** WRITTEN TASKS **
1. Copy out the part of the rows that opens with the line containing "Place one keypoint on each instance of the person" and runs through the final row, keeping every line unchanged.
2. Write a continuation of the email reply about adding comparison functions to Emacs, beginning after its last line.

** TEXT SEGMENT **
---*---
From: Lars Ingebrigtsen
Subject: Re: Internationalize Emacs's messages (swahili)
Date: Sun, 27 Dec 2020 23:03:27 +0100
User-agent: Gnus/5.13 (Gnus v5.13) Emacs/28.0.50 (gnu/linux)

Eli Zaretskii <eliz@gnu.org> writes:

>> I went ahead and pushed this (along with > and =, which seems like a
>> natural set).
>
> Like Richard, I think that not all of the functions are needed,
> because some can be trivially expressed by others.

Yes, I think <, = and > are the ones that are nice to have.  The /=, <=
and >= are trivial to express via the others, so I didn't go there.

> I thought we always implemented only the minimum required set.  For
> example, we have version<, but not version>=; we have
> string-collate-lessp, but not string-collate-greaterp.
---*---
** Excerpt from a dataset **
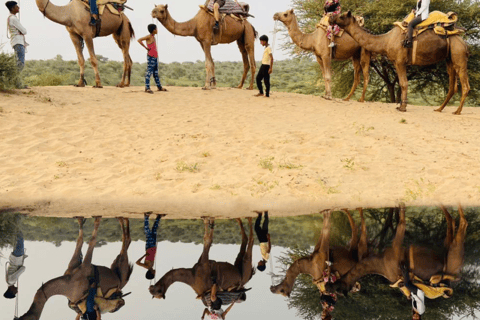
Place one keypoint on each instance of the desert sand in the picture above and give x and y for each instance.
(69, 151)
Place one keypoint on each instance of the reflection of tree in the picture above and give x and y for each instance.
(376, 300)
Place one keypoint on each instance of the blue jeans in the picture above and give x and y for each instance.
(93, 6)
(19, 248)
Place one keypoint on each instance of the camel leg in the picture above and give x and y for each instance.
(356, 75)
(76, 260)
(91, 245)
(93, 61)
(362, 245)
(354, 239)
(246, 64)
(77, 42)
(456, 251)
(120, 265)
(452, 81)
(207, 239)
(402, 77)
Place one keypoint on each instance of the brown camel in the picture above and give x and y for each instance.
(431, 49)
(228, 276)
(343, 258)
(423, 262)
(201, 27)
(76, 17)
(317, 42)
(75, 282)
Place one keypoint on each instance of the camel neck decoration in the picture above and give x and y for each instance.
(76, 19)
(201, 27)
(199, 278)
(75, 282)
(344, 258)
(317, 42)
(428, 49)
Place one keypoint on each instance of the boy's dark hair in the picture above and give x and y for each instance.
(264, 38)
(151, 27)
(150, 275)
(10, 5)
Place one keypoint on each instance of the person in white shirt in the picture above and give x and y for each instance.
(17, 35)
(15, 267)
(421, 14)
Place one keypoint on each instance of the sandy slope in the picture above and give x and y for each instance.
(67, 151)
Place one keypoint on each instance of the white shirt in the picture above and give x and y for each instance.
(15, 269)
(17, 31)
(423, 10)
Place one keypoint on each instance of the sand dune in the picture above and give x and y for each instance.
(187, 152)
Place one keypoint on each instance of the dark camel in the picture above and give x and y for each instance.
(199, 278)
(317, 42)
(426, 262)
(201, 27)
(343, 258)
(431, 49)
(74, 283)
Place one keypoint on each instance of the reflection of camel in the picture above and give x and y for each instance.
(76, 18)
(318, 43)
(431, 49)
(343, 258)
(426, 262)
(228, 276)
(75, 282)
(201, 27)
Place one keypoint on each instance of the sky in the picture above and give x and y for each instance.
(45, 262)
(47, 38)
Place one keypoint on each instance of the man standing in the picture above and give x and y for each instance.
(15, 267)
(17, 37)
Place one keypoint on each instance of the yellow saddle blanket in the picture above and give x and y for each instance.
(438, 21)
(432, 290)
(102, 4)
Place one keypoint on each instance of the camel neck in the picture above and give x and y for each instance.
(303, 40)
(373, 43)
(58, 14)
(184, 29)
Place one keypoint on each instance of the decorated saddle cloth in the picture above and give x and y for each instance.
(441, 23)
(115, 6)
(434, 289)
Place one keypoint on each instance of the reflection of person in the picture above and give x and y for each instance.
(15, 267)
(150, 246)
(264, 239)
(421, 13)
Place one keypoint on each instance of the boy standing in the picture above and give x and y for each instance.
(264, 239)
(152, 58)
(266, 68)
---*---
** WRITTEN ANSWERS **
1.
Place one keypoint on each instance of the person in white shirt in the picture above and give x and y for each instance.
(17, 35)
(15, 267)
(421, 14)
Place one keypoint on each instance of the sandy slope in the picture above and give x and y for each instance.
(67, 151)
Place one keypoint on each instance of the white shirt in the picture above and give x and y for each instance.
(15, 269)
(17, 31)
(423, 10)
Place one keypoint on each instance of the sand dune in the picture above and give x and y for each instance.
(187, 152)
Place one keypoint on each instance of the dark camel in the picture above and give x and y for each instance.
(199, 278)
(317, 42)
(426, 262)
(201, 27)
(343, 258)
(431, 49)
(74, 283)
Place one keypoint on each instance of the reflection of camel in the picture above and give x and y for each instance.
(76, 18)
(318, 43)
(431, 49)
(343, 258)
(426, 262)
(228, 276)
(75, 282)
(201, 27)
Place one keypoint on each instance of the sky in the picture above and give x and y for each instance.
(45, 262)
(47, 38)
Place one keypoint on each instance of the man standing in the picture above and give x and y for each instance.
(15, 267)
(17, 37)
Place one keypoint on each instance of the yellow saddle blanket in the picture above and give x and y for each instance.
(438, 21)
(432, 290)
(102, 4)
Place one keypoint on each instance of the camel neck in the picture above and give x and y for each instance.
(303, 40)
(373, 43)
(58, 14)
(184, 29)
Place one keypoint on each instance of the decorated saddle cloth in the picture above and give x and y for each instance.
(441, 23)
(115, 6)
(434, 289)
Place one keypoint on each instance of the reflection of person in the picture above and give x and y for each instance.
(15, 267)
(150, 246)
(264, 239)
(421, 13)
Place one keypoint on each instance of the boy standing in the picture above and give x and y for each instance.
(264, 239)
(152, 58)
(266, 68)

2.
I'm generally in favour of >, but these two are almost only used for
sorting, which makes the other forms superfluous.  (I know that there
are people who insist that < should be the only operator, and they write
code like (if (< 50 tom's-age) ...), and in my experience that leads to
people not being able to read the resulting code.)

> Why do we need to stray from that principle in this case?  And if we
> must have all of those functions, why cannot they share most of their
> code?

People say (if (< (length ...))) and (if (> (length... ))) (and =) all
over the place -- it's not used as a sorting predicate, so having the
these three seemed like the minimal set.

And I don't quite follow you -- they do share most of their code?  I
think you could push a few more lines into the shared function, but I
think the resulting code would be pretty obscure.

-- 
(domestic pets only, the antidote for overdose, milk.)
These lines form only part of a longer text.